--- START Dataset content ---

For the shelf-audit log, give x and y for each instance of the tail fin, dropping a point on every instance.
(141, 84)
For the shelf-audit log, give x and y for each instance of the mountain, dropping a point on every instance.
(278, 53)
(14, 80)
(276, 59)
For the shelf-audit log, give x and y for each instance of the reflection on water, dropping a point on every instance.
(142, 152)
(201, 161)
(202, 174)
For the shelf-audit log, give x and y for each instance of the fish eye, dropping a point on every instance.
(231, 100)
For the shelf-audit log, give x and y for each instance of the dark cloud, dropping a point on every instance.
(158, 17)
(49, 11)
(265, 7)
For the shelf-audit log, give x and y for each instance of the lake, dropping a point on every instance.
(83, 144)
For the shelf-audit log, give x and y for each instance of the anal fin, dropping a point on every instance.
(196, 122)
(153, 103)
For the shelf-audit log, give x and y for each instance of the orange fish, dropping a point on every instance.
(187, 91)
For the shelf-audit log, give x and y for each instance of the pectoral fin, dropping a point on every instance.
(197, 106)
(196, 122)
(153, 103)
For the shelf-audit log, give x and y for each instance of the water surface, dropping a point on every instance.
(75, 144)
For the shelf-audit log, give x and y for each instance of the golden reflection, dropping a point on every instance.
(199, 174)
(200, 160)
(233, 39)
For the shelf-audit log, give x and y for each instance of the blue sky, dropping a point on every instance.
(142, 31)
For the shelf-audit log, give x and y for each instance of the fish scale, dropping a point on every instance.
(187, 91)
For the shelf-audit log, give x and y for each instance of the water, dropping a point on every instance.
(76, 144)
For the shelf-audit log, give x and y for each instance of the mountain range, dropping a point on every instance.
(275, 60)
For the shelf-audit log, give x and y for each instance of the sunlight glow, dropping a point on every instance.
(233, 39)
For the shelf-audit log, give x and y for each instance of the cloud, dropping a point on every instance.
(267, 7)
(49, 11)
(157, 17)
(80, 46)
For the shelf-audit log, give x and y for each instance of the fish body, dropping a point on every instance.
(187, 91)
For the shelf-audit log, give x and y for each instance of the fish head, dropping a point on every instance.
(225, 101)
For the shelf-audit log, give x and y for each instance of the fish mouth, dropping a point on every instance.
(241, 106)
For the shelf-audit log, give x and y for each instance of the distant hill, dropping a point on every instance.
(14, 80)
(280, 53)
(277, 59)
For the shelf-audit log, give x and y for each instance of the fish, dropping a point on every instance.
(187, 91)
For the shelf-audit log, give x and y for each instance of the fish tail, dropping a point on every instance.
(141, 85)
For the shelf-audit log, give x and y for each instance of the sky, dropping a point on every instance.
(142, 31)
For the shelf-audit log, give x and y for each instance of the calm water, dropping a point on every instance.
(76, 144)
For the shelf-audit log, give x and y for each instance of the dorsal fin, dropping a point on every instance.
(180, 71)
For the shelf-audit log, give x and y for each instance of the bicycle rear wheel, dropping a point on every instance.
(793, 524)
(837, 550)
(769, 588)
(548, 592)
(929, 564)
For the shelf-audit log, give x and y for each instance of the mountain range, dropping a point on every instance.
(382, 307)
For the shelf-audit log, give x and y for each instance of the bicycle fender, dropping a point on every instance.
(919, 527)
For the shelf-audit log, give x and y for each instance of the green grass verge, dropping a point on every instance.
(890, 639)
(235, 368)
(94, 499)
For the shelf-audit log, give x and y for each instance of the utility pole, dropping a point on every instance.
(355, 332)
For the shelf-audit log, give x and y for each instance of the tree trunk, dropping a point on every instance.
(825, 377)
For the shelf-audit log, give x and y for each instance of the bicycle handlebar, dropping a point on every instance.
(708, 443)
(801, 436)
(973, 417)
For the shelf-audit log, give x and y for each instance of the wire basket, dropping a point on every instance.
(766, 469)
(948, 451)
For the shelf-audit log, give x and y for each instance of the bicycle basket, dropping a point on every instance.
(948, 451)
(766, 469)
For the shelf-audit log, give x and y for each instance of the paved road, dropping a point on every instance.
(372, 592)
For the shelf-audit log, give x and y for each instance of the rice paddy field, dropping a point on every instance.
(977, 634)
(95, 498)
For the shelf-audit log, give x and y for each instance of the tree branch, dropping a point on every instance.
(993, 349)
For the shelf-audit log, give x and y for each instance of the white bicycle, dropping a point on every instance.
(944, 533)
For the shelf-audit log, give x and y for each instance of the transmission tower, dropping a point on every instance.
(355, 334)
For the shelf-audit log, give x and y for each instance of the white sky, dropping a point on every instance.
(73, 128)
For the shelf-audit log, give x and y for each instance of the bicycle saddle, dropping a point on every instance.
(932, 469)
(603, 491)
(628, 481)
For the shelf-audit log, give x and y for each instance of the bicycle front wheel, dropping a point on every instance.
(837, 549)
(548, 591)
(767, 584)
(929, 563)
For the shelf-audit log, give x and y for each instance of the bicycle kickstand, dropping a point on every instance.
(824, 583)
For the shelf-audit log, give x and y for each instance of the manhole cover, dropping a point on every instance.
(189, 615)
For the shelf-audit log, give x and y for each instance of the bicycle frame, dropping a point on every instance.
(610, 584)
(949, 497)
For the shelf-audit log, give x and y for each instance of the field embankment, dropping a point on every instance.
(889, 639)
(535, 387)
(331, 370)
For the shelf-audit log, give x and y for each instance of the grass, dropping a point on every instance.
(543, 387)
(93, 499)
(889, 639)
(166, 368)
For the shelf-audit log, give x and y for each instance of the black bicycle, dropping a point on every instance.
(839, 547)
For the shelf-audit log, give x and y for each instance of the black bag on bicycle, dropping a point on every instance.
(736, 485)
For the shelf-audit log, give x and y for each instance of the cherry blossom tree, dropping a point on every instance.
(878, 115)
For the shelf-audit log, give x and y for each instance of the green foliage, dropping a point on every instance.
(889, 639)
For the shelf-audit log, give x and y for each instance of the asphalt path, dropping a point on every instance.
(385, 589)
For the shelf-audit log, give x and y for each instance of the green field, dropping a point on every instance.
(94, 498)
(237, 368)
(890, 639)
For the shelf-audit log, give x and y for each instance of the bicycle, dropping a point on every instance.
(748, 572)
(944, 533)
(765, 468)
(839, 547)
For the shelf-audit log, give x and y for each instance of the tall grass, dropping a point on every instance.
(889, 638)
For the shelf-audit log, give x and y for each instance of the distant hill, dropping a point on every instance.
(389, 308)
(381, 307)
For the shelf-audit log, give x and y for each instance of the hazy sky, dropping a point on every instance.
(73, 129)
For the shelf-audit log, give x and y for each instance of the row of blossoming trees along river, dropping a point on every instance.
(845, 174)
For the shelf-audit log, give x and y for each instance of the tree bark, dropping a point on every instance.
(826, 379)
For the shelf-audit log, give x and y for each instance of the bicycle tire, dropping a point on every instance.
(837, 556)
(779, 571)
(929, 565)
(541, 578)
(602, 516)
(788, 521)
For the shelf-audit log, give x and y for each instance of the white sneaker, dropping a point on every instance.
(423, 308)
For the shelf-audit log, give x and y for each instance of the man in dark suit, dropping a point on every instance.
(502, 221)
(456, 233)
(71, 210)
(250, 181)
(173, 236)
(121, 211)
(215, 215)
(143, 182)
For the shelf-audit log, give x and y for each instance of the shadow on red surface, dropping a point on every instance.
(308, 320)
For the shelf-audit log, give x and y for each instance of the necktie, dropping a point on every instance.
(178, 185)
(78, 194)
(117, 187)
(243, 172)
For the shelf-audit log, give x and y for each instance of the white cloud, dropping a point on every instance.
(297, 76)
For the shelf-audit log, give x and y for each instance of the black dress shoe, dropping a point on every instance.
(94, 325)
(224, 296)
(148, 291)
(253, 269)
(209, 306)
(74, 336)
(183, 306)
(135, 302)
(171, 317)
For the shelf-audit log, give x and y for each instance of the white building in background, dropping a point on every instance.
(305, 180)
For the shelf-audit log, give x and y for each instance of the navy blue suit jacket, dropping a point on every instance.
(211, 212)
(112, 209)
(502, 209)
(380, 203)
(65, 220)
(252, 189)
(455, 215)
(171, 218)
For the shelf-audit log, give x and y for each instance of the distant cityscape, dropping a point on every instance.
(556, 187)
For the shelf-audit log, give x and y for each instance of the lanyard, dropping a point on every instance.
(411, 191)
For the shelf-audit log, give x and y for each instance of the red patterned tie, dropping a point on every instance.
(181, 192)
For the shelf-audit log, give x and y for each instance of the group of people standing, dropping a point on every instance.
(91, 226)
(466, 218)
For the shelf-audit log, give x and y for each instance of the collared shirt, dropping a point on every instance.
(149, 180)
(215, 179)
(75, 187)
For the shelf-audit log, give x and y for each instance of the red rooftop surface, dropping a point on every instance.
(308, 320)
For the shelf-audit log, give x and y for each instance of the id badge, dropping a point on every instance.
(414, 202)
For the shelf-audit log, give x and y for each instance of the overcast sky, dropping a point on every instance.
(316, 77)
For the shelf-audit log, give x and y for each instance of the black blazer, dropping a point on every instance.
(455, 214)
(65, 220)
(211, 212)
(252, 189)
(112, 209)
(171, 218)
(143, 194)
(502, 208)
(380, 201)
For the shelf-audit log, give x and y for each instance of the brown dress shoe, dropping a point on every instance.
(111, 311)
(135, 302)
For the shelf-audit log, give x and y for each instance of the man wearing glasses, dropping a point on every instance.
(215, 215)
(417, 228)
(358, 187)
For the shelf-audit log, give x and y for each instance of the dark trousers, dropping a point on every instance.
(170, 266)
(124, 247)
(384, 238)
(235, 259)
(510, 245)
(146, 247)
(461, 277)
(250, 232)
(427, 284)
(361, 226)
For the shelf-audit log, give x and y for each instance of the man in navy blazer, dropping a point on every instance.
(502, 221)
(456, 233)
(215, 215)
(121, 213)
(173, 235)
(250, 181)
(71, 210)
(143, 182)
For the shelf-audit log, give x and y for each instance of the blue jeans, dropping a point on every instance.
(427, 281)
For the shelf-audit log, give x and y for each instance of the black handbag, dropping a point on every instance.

--- END Dataset content ---

■ What you are asked to do ■
Repeat, character for character, the lines from the one that holds "black blazer, dropping a point on every instance." to the final line of the material, inclusive, and no other lines.

■ Answer in full ■
For the shelf-audit log, give x and y for each instance of the black blazer, dropping a point on every instance.
(455, 214)
(65, 220)
(211, 212)
(252, 189)
(112, 209)
(171, 218)
(143, 194)
(502, 208)
(380, 201)
For the shelf-audit log, give x and y for each instance of the brown dress shoe, dropping a point on every instance.
(111, 311)
(135, 302)
For the shelf-audit log, give x and y for each instance of the man wearing glasses, dropping a point on every instance.
(215, 215)
(417, 228)
(358, 187)
For the shelf-audit log, give x and y for each instance of the dark trousers, dropping a point on every instance.
(170, 266)
(124, 247)
(384, 238)
(235, 259)
(510, 245)
(146, 247)
(461, 277)
(250, 232)
(427, 284)
(361, 226)
For the shelf-audit log, give x and y for each instance of the man in navy blazer, dropping a point on every instance.
(502, 221)
(456, 233)
(215, 215)
(121, 213)
(173, 235)
(250, 181)
(71, 210)
(143, 182)
For the shelf-audit log, give x and y for each instance of the blue jeans, dropping a point on every instance.
(427, 281)
For the shelf-audit log, give x and y for each instance of the black handbag, dropping a point on every instance.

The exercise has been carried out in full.